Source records
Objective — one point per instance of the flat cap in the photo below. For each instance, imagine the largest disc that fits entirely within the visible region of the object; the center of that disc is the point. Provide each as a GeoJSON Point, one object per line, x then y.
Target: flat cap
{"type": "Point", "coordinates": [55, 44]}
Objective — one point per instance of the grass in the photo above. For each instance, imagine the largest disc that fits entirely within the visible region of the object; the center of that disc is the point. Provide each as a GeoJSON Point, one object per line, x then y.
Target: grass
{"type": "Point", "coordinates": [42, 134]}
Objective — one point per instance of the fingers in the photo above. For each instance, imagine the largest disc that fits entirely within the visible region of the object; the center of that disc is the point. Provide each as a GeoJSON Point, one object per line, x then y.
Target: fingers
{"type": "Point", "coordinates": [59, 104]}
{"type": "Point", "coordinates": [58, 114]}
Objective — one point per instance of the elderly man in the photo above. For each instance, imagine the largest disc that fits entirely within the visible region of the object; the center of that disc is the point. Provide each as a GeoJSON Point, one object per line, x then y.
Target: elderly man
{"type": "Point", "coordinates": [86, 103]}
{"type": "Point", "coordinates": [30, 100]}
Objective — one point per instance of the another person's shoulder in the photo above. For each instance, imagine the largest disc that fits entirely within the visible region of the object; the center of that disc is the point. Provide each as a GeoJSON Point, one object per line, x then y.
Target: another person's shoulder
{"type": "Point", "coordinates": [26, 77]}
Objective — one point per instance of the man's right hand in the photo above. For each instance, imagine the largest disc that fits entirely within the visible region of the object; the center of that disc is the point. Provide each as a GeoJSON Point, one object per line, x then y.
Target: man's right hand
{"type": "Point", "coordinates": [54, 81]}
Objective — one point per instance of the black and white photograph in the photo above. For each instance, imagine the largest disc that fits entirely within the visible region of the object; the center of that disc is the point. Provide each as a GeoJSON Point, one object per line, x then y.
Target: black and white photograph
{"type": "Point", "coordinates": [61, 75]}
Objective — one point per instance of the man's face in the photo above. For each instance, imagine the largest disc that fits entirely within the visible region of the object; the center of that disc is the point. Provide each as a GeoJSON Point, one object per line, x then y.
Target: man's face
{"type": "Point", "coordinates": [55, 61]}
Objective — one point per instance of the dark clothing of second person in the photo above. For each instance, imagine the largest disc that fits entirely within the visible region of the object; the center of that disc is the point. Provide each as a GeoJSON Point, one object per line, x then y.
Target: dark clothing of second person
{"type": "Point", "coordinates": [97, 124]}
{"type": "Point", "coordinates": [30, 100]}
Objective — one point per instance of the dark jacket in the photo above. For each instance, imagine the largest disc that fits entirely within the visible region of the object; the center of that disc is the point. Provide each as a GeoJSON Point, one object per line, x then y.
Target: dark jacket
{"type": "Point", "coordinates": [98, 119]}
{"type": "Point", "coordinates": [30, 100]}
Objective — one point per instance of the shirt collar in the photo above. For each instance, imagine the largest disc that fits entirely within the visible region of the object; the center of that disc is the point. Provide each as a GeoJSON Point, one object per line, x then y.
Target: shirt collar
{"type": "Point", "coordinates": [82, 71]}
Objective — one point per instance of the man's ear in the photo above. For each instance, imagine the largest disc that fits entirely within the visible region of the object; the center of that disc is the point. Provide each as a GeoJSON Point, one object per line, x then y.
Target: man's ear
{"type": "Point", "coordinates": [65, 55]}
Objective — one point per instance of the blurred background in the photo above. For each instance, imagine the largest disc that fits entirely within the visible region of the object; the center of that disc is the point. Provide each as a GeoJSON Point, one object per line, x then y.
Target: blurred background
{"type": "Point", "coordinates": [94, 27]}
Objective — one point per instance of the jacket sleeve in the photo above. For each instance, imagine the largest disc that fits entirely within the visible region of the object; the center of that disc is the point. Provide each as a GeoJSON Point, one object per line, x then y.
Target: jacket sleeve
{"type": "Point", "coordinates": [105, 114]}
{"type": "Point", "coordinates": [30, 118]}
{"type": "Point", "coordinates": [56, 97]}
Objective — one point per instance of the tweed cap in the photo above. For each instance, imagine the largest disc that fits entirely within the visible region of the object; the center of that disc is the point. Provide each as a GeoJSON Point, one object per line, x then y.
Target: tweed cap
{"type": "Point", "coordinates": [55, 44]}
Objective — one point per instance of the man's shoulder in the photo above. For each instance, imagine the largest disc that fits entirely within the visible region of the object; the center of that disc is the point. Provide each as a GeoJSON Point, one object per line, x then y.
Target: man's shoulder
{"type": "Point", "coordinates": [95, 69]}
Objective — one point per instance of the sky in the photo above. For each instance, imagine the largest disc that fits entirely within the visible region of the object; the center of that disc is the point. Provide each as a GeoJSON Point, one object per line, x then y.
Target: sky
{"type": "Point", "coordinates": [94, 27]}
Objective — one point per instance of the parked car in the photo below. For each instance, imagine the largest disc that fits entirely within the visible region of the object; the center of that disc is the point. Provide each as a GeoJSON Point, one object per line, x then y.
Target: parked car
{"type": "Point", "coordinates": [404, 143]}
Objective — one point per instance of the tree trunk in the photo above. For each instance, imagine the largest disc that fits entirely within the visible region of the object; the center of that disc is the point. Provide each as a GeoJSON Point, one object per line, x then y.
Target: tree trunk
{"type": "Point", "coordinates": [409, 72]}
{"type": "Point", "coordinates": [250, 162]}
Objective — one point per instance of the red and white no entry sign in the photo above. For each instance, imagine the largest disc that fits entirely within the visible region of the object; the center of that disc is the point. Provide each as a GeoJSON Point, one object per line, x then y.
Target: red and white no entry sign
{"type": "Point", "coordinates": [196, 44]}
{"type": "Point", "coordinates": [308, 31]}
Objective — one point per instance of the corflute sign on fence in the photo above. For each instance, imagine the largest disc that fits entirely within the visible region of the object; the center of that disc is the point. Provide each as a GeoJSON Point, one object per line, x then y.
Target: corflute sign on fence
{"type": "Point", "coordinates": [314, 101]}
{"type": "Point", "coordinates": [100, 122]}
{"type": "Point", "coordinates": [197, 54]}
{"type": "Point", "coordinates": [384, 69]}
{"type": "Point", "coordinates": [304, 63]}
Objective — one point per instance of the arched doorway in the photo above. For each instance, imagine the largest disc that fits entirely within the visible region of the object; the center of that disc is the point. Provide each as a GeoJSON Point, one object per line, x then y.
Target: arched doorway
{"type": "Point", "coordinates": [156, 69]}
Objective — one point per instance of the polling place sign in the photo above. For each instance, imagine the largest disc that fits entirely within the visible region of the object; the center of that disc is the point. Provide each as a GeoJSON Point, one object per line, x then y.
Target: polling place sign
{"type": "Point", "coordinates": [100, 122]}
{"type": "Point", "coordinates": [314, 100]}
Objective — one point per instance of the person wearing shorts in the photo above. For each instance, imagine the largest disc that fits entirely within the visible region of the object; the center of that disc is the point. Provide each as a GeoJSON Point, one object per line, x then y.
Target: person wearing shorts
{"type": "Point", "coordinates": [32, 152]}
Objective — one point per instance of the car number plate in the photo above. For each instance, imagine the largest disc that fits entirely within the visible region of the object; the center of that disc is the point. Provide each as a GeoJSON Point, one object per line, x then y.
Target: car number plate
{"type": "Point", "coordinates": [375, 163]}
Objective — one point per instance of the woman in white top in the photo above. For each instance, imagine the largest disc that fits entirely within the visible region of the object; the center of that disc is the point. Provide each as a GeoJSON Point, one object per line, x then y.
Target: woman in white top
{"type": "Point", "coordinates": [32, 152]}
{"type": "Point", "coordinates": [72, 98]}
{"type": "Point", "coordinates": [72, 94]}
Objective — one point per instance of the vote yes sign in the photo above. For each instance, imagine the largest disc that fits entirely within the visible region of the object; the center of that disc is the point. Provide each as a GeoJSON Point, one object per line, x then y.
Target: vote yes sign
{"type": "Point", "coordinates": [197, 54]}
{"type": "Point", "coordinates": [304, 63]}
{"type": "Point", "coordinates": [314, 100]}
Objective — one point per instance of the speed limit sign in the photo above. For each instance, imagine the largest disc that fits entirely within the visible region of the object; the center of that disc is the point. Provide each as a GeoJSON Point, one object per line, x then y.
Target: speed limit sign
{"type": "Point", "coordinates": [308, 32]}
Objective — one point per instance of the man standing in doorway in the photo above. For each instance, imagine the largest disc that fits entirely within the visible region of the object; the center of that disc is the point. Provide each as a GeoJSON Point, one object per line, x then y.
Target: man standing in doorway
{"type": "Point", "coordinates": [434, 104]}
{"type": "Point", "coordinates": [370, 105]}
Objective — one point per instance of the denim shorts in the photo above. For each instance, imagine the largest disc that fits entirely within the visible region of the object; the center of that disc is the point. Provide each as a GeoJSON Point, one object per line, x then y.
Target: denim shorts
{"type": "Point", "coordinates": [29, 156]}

- _Work request_:
Where does the word "below" appear in the records? Copy every line that holds it.

- _Your response_:
Objective — one point per instance of the flat cap in the photo below. For each instance, imagine the largest disc that fits entirely within the visible region of the object; the center of that disc is the point. Provide each as a GeoJSON Point, one object per line, x then y.
Objective — one point per instance of the parked car in the photo below. For each instance, imagine the largest disc that fits entirely within the visible region of the object; the center of that disc is the point. Provide each as a GeoJSON Point, one object per line, x then y.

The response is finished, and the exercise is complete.